• **Your objective**
Take the records below and set down exactly the lines from the one with "Target: officer's eye" to the one with "green mountain ridge.", ends included; do not copy the pictures.

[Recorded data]

══════

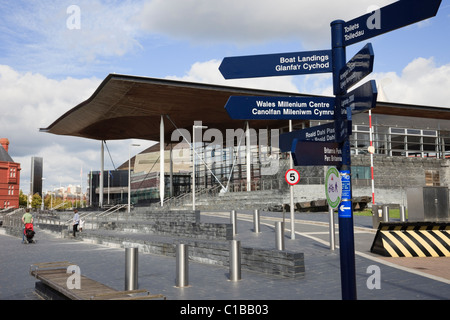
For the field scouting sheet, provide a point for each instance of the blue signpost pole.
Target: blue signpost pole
(346, 233)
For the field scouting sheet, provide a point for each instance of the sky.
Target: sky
(54, 54)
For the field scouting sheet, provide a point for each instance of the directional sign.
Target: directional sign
(280, 108)
(346, 180)
(308, 153)
(396, 15)
(360, 99)
(357, 68)
(333, 187)
(278, 64)
(322, 133)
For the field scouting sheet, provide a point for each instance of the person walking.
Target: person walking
(76, 221)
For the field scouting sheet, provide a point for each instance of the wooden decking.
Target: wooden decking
(55, 276)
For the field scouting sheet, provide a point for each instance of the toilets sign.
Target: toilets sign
(391, 17)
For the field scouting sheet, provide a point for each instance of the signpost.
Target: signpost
(280, 64)
(308, 153)
(322, 133)
(279, 108)
(312, 146)
(292, 177)
(394, 16)
(333, 187)
(357, 68)
(360, 99)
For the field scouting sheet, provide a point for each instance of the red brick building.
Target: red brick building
(9, 178)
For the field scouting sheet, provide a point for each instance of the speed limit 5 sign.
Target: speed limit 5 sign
(292, 177)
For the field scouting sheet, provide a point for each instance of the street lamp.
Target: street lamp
(193, 162)
(129, 174)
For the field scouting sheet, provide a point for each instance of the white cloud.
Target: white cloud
(250, 21)
(30, 101)
(421, 82)
(208, 72)
(39, 31)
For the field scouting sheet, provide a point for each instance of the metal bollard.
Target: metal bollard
(182, 279)
(235, 260)
(256, 221)
(402, 213)
(233, 221)
(385, 213)
(279, 235)
(131, 269)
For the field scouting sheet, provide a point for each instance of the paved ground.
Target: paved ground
(427, 279)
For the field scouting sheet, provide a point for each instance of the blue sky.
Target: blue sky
(46, 68)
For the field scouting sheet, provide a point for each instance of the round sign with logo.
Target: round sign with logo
(292, 177)
(333, 187)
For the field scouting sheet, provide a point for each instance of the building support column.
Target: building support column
(161, 162)
(171, 170)
(102, 168)
(248, 154)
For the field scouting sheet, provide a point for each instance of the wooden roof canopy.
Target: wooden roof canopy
(125, 107)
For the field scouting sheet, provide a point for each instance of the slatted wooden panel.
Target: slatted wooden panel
(55, 276)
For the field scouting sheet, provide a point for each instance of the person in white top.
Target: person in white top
(76, 221)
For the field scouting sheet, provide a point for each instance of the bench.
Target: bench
(53, 278)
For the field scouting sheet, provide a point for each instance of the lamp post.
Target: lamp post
(129, 174)
(193, 161)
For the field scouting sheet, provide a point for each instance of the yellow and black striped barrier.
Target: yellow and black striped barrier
(412, 239)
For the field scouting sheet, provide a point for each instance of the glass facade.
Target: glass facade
(401, 136)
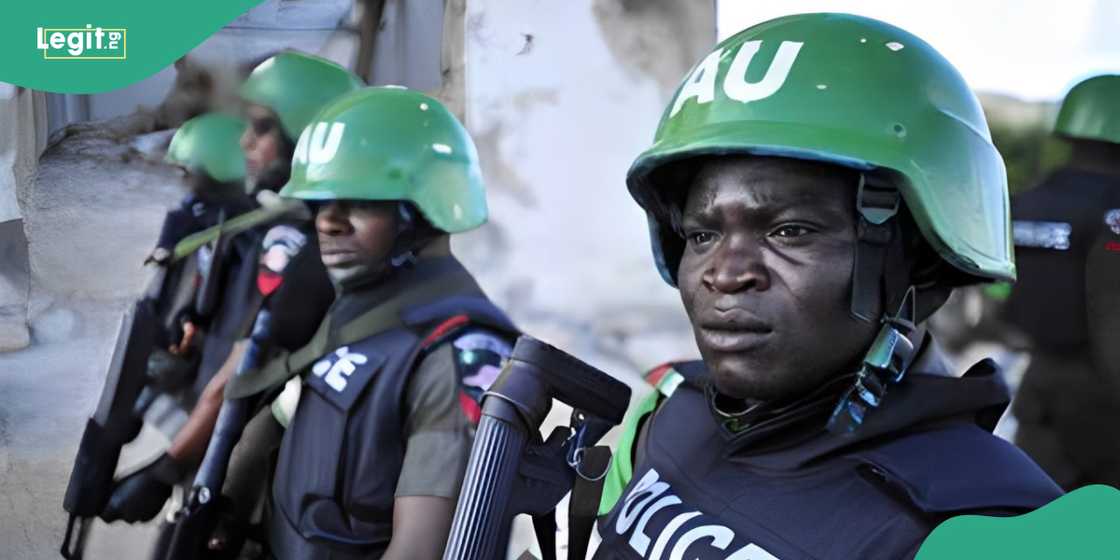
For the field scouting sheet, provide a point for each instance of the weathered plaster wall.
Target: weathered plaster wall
(561, 98)
(22, 137)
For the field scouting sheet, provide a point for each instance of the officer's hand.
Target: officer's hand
(188, 335)
(142, 494)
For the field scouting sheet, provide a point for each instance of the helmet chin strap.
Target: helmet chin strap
(885, 364)
(411, 236)
(879, 274)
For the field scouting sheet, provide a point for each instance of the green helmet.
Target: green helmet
(210, 143)
(391, 143)
(297, 85)
(1091, 110)
(850, 91)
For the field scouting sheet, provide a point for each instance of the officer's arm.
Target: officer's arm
(189, 444)
(420, 528)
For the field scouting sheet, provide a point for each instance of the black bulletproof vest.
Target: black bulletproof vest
(342, 455)
(690, 498)
(1054, 225)
(238, 304)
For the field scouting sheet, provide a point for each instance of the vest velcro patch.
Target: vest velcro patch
(1042, 234)
(341, 375)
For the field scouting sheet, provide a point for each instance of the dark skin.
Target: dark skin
(360, 234)
(766, 274)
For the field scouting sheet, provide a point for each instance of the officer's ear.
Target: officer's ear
(670, 193)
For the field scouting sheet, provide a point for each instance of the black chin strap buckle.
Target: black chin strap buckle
(885, 364)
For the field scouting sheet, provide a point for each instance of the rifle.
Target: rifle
(114, 422)
(511, 470)
(198, 516)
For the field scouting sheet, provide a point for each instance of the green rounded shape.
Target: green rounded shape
(210, 143)
(297, 85)
(391, 143)
(1091, 110)
(851, 91)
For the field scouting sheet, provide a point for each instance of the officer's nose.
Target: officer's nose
(332, 218)
(246, 139)
(737, 266)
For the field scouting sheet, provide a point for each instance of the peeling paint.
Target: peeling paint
(658, 38)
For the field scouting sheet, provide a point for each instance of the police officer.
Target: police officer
(815, 189)
(371, 463)
(1064, 232)
(281, 94)
(206, 148)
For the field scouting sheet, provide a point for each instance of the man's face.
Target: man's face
(766, 272)
(355, 235)
(261, 142)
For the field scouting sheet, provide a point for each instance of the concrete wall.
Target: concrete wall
(560, 99)
(22, 138)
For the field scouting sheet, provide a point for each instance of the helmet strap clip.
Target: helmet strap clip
(885, 364)
(877, 204)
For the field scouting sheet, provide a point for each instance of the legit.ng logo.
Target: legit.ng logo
(82, 44)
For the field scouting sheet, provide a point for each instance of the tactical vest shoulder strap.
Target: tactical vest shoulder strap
(960, 467)
(665, 379)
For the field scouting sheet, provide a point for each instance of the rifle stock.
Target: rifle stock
(198, 515)
(114, 422)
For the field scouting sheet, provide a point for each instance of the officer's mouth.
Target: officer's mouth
(743, 334)
(338, 259)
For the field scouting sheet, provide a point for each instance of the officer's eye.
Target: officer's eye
(262, 126)
(791, 231)
(700, 238)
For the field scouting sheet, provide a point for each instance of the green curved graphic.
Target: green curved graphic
(1082, 524)
(149, 36)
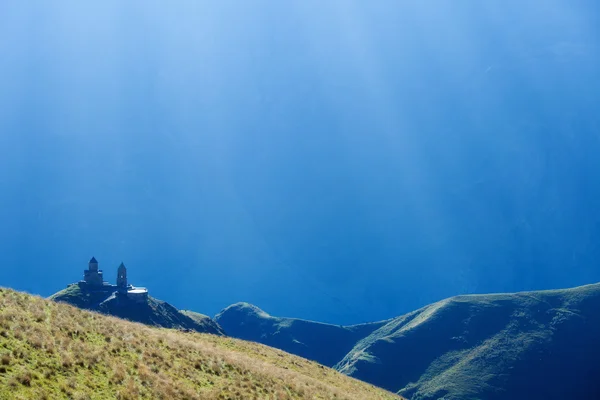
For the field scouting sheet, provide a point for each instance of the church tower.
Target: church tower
(92, 275)
(122, 276)
(93, 265)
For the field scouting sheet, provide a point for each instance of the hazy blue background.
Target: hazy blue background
(335, 160)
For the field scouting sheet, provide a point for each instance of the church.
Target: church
(93, 280)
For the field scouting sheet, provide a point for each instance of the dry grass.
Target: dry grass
(50, 351)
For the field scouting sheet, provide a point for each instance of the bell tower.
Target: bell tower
(92, 275)
(122, 276)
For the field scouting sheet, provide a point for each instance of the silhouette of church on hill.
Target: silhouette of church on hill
(93, 280)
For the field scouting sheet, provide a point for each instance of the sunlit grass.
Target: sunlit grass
(50, 350)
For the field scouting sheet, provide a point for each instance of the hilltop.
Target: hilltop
(532, 345)
(124, 300)
(50, 350)
(151, 312)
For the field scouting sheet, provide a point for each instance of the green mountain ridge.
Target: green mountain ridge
(324, 343)
(526, 345)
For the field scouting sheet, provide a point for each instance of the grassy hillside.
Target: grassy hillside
(154, 312)
(324, 343)
(51, 350)
(535, 345)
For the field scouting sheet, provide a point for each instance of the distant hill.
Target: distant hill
(534, 345)
(324, 343)
(50, 350)
(152, 312)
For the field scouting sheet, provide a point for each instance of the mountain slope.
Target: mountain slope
(50, 350)
(153, 312)
(519, 346)
(324, 343)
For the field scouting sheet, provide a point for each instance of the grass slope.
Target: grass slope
(52, 350)
(324, 343)
(535, 345)
(154, 312)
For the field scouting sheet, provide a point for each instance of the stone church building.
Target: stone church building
(93, 280)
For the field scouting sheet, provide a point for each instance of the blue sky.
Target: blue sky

══════

• **Your response**
Target: officer's eye
(262, 126)
(791, 231)
(700, 238)
For the field scouting sheet, provide a point for each instance of the green curved graphic.
Target: green curved graphic
(1082, 524)
(149, 36)
For the field scouting sheet, provide a point for each instance of the church tower.
Target: church tower
(92, 275)
(122, 276)
(93, 265)
For the field scouting sheet, provide a point for each instance of the hazy blue background.
Target: hazy blue background
(335, 160)
For the field scouting sheet, provide a point for each instance of the church.
Target: church
(93, 280)
For the field scouting sheet, provide a point for each instance of the dry grass.
Target: dry grass
(50, 351)
For the field scouting sheet, provide a point for each instance of the bell tower.
Target: bell tower
(92, 275)
(122, 276)
For the field scouting sheet, provide a point for each instance of the silhouette of church on hill.
Target: silhouette of church on hill
(93, 280)
For the field scouting sheet, provide a point for each instance of the sunlit grass.
Target: sunlit grass
(50, 350)
For the field scouting sheet, provide a point for each instance of the hilltop.
Target: hilltop
(532, 345)
(124, 300)
(50, 350)
(151, 312)
For the field scouting sheet, provide a point for each instance of the green mountain ridge.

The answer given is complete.